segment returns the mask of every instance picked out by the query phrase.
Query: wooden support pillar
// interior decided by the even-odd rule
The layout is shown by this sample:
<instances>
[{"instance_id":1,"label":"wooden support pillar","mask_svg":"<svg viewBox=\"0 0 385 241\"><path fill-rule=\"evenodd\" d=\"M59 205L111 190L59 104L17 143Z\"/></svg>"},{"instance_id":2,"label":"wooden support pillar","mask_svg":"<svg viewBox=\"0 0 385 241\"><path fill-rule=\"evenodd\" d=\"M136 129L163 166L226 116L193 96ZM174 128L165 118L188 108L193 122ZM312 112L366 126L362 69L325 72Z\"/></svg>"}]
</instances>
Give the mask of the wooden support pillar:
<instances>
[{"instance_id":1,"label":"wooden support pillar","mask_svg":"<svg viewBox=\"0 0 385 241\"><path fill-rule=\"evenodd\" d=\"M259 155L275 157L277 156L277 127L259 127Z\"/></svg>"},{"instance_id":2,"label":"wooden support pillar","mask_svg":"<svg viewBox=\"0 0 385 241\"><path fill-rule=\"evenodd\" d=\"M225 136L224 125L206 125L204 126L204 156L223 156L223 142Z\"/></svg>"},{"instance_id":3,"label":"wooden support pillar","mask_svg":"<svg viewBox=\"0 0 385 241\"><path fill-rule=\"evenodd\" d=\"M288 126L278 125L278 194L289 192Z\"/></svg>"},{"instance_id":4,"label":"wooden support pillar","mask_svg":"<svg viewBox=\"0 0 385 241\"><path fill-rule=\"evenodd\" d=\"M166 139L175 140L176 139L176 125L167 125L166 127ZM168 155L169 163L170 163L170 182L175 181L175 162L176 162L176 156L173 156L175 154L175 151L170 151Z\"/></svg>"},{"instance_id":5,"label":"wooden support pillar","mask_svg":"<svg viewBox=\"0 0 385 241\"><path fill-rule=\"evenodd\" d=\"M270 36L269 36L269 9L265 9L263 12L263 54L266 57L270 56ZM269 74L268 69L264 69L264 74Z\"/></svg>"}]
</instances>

----

For this exercise, all the data must be repeated exactly.

segment returns the mask of every instance picked out by the query phrase.
Query: wooden support pillar
// interior decided by the even-odd rule
The layout is shown by this sample:
<instances>
[{"instance_id":1,"label":"wooden support pillar","mask_svg":"<svg viewBox=\"0 0 385 241\"><path fill-rule=\"evenodd\" d=\"M59 205L111 190L59 104L17 143Z\"/></svg>"},{"instance_id":2,"label":"wooden support pillar","mask_svg":"<svg viewBox=\"0 0 385 241\"><path fill-rule=\"evenodd\" d=\"M136 129L163 166L226 116L193 96ZM174 128L165 118L188 108L193 122ZM312 112L366 126L362 69L325 72Z\"/></svg>"}]
</instances>
Give the mask of the wooden support pillar:
<instances>
[{"instance_id":1,"label":"wooden support pillar","mask_svg":"<svg viewBox=\"0 0 385 241\"><path fill-rule=\"evenodd\" d=\"M259 155L275 157L277 156L277 127L259 127Z\"/></svg>"},{"instance_id":2,"label":"wooden support pillar","mask_svg":"<svg viewBox=\"0 0 385 241\"><path fill-rule=\"evenodd\" d=\"M225 136L224 125L206 125L204 126L204 156L223 156L223 142Z\"/></svg>"},{"instance_id":3,"label":"wooden support pillar","mask_svg":"<svg viewBox=\"0 0 385 241\"><path fill-rule=\"evenodd\" d=\"M288 126L278 125L278 194L289 192Z\"/></svg>"},{"instance_id":4,"label":"wooden support pillar","mask_svg":"<svg viewBox=\"0 0 385 241\"><path fill-rule=\"evenodd\" d=\"M166 139L175 140L176 139L176 125L167 125L166 127ZM168 155L169 163L170 163L170 182L175 181L175 162L176 162L176 156L173 156L175 154L175 151L170 151Z\"/></svg>"},{"instance_id":5,"label":"wooden support pillar","mask_svg":"<svg viewBox=\"0 0 385 241\"><path fill-rule=\"evenodd\" d=\"M270 36L269 36L269 9L265 9L263 12L263 54L266 57L270 56ZM269 74L268 69L264 69L264 74Z\"/></svg>"}]
</instances>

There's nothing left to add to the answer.